- Aim -
Identify each line in the items below that contains the word "dark" and copy every such line in full.

- Record set -
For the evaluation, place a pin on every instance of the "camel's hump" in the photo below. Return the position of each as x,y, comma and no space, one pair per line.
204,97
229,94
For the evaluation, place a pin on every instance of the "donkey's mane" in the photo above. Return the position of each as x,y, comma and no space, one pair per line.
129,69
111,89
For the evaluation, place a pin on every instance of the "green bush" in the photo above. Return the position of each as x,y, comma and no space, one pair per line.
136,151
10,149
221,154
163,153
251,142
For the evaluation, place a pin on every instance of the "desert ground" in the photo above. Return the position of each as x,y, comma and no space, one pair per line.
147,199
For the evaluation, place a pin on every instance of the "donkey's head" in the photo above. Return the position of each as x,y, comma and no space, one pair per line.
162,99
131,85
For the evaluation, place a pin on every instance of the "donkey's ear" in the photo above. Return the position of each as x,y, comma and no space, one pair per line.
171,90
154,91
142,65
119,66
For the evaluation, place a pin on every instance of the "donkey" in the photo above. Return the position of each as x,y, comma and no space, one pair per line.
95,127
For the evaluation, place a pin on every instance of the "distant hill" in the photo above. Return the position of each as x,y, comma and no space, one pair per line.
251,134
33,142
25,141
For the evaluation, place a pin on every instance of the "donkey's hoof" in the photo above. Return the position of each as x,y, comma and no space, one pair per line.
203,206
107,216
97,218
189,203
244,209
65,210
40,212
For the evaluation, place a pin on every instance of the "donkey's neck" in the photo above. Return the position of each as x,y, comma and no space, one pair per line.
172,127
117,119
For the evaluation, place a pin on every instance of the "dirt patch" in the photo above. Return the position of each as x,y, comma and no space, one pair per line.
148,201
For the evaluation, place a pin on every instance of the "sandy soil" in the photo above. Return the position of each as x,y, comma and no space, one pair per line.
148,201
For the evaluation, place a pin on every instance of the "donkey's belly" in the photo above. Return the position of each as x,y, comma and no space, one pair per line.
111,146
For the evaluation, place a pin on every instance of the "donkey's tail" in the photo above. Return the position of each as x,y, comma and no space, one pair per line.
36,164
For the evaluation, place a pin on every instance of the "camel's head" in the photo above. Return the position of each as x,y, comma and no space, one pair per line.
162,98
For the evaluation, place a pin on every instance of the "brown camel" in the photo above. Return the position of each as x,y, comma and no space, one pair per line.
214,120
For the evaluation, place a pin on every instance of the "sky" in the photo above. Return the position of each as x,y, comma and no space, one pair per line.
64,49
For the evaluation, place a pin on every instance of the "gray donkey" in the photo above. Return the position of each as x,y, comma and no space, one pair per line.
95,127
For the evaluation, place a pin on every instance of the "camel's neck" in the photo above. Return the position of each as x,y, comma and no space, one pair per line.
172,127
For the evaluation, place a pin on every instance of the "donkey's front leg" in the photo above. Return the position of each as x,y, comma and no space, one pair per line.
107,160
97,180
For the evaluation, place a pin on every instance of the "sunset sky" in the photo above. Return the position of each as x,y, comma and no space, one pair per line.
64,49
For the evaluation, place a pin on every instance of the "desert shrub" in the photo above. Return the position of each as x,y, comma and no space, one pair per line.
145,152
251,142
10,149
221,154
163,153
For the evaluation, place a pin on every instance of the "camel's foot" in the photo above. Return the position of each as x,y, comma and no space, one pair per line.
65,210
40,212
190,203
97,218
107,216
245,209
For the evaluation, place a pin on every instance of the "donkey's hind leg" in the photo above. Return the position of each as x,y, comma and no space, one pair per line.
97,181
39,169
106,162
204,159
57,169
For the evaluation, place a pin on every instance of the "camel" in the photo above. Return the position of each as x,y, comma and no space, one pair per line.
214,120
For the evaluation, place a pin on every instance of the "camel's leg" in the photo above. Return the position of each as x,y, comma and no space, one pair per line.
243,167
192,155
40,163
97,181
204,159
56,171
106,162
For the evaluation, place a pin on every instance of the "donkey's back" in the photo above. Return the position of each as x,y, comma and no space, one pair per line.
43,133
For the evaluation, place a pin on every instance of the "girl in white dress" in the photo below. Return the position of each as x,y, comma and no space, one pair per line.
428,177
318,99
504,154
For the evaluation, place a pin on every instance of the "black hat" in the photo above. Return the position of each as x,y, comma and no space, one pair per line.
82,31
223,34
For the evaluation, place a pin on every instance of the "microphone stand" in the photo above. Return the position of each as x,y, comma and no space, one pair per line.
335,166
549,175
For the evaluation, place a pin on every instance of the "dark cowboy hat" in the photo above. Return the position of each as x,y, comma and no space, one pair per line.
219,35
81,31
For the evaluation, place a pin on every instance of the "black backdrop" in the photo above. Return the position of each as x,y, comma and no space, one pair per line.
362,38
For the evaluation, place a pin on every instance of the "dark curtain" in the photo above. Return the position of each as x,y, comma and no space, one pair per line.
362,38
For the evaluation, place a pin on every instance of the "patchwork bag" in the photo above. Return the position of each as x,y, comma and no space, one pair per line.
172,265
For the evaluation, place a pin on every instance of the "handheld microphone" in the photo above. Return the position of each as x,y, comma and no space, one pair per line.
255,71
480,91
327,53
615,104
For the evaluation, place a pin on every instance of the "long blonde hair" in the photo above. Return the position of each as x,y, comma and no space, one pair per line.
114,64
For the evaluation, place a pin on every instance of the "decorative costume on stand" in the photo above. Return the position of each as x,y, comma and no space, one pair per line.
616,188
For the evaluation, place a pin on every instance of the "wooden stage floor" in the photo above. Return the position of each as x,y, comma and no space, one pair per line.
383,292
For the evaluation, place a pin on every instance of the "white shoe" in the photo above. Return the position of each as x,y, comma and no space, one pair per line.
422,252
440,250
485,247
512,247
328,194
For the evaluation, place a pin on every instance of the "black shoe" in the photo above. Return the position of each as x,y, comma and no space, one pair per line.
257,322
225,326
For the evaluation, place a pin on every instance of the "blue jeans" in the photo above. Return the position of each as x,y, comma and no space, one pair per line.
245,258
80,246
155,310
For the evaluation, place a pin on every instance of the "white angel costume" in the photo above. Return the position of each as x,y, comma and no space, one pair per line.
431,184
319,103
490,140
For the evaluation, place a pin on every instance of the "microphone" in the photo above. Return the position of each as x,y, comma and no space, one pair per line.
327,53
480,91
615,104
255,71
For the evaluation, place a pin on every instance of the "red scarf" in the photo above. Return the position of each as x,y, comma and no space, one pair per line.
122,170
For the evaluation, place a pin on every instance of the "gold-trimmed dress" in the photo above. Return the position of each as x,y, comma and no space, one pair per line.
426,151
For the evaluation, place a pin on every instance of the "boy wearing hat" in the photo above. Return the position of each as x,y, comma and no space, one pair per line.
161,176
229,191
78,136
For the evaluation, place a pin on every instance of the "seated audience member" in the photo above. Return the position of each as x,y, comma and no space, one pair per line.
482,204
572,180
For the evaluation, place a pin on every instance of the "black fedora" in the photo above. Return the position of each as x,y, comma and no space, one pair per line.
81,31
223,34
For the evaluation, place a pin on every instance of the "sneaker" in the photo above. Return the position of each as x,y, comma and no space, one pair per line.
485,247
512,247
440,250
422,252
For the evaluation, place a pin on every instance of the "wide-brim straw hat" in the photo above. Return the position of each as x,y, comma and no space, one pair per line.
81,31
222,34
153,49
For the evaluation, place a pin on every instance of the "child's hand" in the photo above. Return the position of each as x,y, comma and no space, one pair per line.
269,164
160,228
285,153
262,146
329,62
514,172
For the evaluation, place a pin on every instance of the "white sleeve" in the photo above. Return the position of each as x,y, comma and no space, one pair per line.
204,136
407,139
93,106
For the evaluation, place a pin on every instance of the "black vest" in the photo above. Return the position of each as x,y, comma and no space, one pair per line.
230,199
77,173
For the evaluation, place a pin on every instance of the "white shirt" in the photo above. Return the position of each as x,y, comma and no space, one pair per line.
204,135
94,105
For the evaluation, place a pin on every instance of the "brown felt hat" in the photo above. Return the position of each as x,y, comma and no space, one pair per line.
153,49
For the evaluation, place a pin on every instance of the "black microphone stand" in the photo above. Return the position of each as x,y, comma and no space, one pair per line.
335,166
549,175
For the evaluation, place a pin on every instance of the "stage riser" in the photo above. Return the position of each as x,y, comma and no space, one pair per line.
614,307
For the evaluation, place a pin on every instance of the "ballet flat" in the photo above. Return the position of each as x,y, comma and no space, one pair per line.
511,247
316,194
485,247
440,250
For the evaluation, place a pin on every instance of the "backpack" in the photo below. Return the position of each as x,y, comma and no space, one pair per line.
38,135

- Response to this exercise -
For the evaluation, place a pin on every instance of the "dark cowboy hat" in the photo above. Return the position of each as x,y, comma and no space, one pair per line.
For the evaluation, place a pin on every instance of the "dark curtain" in the photo above. Return the position of each as x,y, comma and no space, one pair per line.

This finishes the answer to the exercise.